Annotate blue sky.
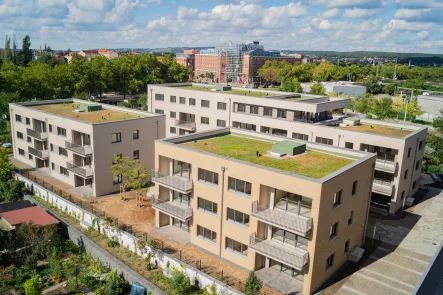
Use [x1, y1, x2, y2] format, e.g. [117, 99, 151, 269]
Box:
[0, 0, 442, 53]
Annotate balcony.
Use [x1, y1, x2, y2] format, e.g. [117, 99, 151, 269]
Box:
[152, 197, 193, 221]
[375, 159, 397, 173]
[251, 201, 312, 237]
[372, 179, 395, 196]
[249, 234, 309, 271]
[175, 120, 196, 131]
[151, 169, 193, 194]
[66, 162, 93, 178]
[28, 146, 49, 159]
[65, 140, 92, 156]
[26, 128, 47, 140]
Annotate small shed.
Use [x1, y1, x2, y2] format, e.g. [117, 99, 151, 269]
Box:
[272, 141, 306, 156]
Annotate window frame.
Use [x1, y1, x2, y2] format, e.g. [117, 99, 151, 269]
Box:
[228, 177, 252, 196]
[133, 129, 139, 140]
[189, 98, 196, 106]
[330, 222, 338, 240]
[217, 119, 226, 127]
[348, 211, 353, 226]
[198, 168, 219, 186]
[263, 107, 272, 117]
[154, 93, 164, 101]
[197, 225, 216, 243]
[201, 117, 209, 125]
[201, 100, 210, 108]
[133, 150, 139, 160]
[227, 207, 250, 227]
[352, 181, 357, 196]
[217, 102, 227, 110]
[113, 174, 123, 185]
[333, 190, 342, 208]
[15, 114, 22, 123]
[326, 253, 334, 270]
[170, 95, 176, 103]
[111, 132, 122, 143]
[225, 237, 248, 257]
[197, 197, 218, 215]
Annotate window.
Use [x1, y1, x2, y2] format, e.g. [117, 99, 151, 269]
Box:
[189, 98, 196, 106]
[228, 177, 252, 196]
[404, 169, 408, 180]
[217, 120, 226, 127]
[25, 117, 30, 125]
[217, 102, 227, 110]
[201, 100, 210, 108]
[408, 147, 411, 158]
[277, 109, 287, 119]
[179, 97, 186, 104]
[237, 104, 246, 112]
[112, 132, 121, 143]
[133, 150, 139, 160]
[330, 222, 338, 240]
[198, 197, 218, 214]
[170, 96, 176, 103]
[170, 127, 176, 134]
[348, 211, 353, 226]
[170, 111, 176, 119]
[28, 154, 33, 160]
[113, 174, 123, 185]
[198, 168, 219, 185]
[333, 190, 341, 208]
[51, 162, 55, 170]
[154, 94, 164, 101]
[57, 127, 66, 137]
[155, 109, 164, 115]
[17, 131, 23, 140]
[27, 136, 32, 143]
[419, 140, 423, 150]
[18, 148, 25, 156]
[292, 132, 308, 141]
[225, 237, 248, 257]
[201, 117, 209, 125]
[263, 107, 272, 117]
[413, 180, 417, 189]
[49, 124, 52, 133]
[60, 166, 69, 176]
[416, 160, 421, 170]
[15, 114, 22, 122]
[197, 225, 216, 243]
[250, 106, 259, 114]
[345, 142, 354, 149]
[233, 121, 256, 131]
[326, 253, 334, 270]
[227, 208, 250, 226]
[352, 181, 358, 196]
[344, 240, 350, 254]
[133, 129, 139, 140]
[50, 144, 54, 152]
[316, 136, 333, 145]
[58, 147, 68, 157]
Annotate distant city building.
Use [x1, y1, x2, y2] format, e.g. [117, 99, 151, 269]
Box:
[98, 48, 118, 59]
[176, 50, 200, 71]
[64, 48, 118, 63]
[302, 57, 314, 64]
[302, 82, 366, 97]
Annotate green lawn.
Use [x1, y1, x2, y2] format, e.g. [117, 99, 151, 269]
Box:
[177, 85, 281, 97]
[183, 135, 354, 179]
[338, 124, 413, 137]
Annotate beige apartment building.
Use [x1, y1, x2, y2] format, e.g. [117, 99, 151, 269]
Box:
[151, 127, 375, 295]
[10, 99, 165, 197]
[147, 83, 428, 214]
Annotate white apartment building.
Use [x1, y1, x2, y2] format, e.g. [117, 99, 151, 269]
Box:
[10, 99, 165, 197]
[147, 83, 428, 214]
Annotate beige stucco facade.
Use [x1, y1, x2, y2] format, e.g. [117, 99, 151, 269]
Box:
[151, 128, 375, 295]
[10, 99, 165, 197]
[148, 83, 428, 214]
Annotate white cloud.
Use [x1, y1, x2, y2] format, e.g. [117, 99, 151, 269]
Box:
[394, 8, 441, 23]
[344, 8, 377, 18]
[417, 30, 431, 39]
[322, 8, 340, 19]
[311, 0, 383, 8]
════════
# [Task brief]
The answer consists of every line above in which the word "beige" occurs.

# [Result for this exercise]
Annotate beige apartment building.
Annotate beige stucco facade.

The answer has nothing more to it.